◆ **Brano fornito**:

Anche la storia rientra in questo discorso educativo: se non serve a rendere più umani gli studenti è meglio non studiarla. Se la storia deve essere un esercizio di assuefazione alle guerre, alla logica della violenza e della sopraffazione allora la storia è intossicazione mentale e diviene più che mai attuale il grido del Salvatore Quasimodo: “Dimenticate i padri” (2).
L’ovvietà della violenza e della sopraffazione – per fini cattivi o peggio ancora per fini “buoni” – è stata purtroppo per lo più accettata dalla storiografia di destra, di centro e di sinistra. Che fare di fronte a questo sconfortante panorama culturale e pedagogico?

◆ **Consegna 1**:
Riscrivi per favore sotto forma di elenco il paragrafo del brano che inizia con "Anche la storia rientra", mantenendo i fatti principali.
◆ **Consegna 2**:
Rispondi alle domande seguenti basandoti sul brano, una per riga:
(a) Quale grido di Salvatore Quasimodo viene citato?
(b) Per quali fini, secondo il brano, si ricorre alla violenza e alla sopraffazione?
(c) Con quale domanda si chiude il brano?
◆ **Consegna 3**:
Elenca tutti gli orientamenti della storiografia che, secondo il brano, hanno accettato l'ovvietà della violenza e della sopraffazione.
Usa soltanto il brano come fonte.

◆ **Righe fornite**:
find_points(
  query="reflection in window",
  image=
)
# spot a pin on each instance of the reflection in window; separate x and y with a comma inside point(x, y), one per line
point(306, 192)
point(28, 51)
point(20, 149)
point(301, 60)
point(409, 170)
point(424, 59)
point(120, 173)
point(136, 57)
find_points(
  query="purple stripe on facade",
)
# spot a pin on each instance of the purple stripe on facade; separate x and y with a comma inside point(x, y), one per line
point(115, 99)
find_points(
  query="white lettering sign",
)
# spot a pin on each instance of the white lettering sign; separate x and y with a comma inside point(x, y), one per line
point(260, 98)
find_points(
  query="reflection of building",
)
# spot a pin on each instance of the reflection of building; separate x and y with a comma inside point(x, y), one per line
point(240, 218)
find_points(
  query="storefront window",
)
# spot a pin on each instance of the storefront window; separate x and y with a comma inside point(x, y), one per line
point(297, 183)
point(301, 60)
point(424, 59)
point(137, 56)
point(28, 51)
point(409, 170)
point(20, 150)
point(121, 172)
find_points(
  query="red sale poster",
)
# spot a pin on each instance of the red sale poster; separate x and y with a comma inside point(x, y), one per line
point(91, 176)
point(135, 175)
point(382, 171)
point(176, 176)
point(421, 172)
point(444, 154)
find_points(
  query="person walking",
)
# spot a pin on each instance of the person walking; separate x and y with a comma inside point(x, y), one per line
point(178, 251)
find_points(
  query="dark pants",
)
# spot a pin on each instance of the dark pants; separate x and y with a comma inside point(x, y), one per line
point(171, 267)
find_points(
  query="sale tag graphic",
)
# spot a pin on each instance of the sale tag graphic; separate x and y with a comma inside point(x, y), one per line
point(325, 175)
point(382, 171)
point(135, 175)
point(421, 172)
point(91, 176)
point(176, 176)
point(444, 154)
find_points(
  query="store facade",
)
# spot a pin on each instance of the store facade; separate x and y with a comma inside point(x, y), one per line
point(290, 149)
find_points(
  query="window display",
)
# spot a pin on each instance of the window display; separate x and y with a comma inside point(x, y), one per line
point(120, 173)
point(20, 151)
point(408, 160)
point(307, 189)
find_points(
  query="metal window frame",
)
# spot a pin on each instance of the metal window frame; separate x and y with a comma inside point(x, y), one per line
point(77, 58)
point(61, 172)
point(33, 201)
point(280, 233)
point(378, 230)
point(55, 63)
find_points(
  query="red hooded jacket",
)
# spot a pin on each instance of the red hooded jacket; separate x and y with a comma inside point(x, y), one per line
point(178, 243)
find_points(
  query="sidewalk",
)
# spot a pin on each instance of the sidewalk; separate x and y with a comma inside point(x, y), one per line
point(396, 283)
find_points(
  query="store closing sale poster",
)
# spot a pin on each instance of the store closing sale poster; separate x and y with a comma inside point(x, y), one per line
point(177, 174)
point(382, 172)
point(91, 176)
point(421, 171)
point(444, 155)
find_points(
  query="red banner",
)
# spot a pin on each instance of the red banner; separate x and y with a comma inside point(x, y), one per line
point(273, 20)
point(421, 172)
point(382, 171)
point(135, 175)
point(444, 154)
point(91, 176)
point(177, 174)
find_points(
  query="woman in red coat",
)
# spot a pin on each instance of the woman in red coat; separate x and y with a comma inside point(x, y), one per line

==

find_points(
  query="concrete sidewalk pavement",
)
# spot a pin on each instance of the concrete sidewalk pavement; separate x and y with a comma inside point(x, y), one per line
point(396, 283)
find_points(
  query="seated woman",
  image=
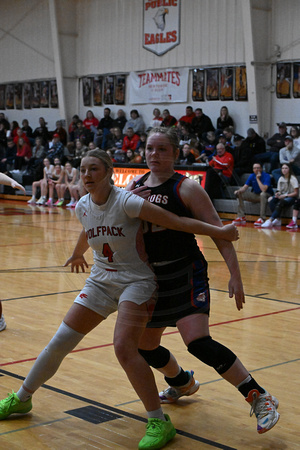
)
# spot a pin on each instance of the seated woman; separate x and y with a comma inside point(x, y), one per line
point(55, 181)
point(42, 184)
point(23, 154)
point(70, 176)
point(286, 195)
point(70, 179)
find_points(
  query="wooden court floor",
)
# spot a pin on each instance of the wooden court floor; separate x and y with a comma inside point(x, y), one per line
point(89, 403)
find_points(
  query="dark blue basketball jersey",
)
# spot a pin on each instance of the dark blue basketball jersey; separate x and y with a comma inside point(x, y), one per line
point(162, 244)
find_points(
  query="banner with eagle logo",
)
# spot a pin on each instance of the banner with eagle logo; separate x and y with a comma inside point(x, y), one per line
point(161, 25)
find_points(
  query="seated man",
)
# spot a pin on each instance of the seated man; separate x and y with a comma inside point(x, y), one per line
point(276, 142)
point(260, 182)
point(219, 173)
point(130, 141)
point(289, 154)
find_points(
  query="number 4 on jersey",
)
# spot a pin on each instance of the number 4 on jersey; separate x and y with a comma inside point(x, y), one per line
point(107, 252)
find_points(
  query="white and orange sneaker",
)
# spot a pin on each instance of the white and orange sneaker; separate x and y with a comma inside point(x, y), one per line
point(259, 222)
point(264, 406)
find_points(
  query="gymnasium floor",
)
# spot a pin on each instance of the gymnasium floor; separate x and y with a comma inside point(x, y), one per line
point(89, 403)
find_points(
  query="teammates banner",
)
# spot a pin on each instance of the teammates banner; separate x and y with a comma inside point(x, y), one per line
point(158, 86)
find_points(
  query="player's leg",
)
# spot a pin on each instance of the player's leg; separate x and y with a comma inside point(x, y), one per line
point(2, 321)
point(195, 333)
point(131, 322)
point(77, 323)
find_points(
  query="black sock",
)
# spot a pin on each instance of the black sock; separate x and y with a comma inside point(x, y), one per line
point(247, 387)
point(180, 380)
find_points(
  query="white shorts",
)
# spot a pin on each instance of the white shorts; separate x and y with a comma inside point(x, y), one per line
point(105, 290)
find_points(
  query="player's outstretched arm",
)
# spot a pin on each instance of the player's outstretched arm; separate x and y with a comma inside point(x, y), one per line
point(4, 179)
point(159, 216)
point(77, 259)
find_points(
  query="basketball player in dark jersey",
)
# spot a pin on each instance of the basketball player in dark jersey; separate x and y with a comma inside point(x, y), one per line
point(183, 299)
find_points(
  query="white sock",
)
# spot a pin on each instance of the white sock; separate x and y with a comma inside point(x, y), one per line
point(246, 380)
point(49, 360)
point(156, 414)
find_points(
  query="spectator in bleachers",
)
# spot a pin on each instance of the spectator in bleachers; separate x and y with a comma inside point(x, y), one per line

◆ **Risposta completa 1**:
- La storia fa parte del discorso educativo.
- Se non serve a rendere più umani gli studenti, è meglio non studiarla.
- Se è un esercizio di assuefazione alle guerre e alla logica della violenza e della sopraffazione, la storia è intossicazione mentale.
- In tal caso diventa più che mai attuale il grido di Salvatore Quasimodo: "Dimenticate i padri".

◆ **Risposta completa 2**:
(a) "Dimenticate i padri".
(b) Per fini cattivi o, peggio ancora, per fini "buoni".
(c) "Che fare di fronte a questo sconfortante panorama culturale e pedagogico?"

◆ **Risposta completa 3**:
- Storiografia di destra
- Storiografia di centro
- Storiografia di sinistra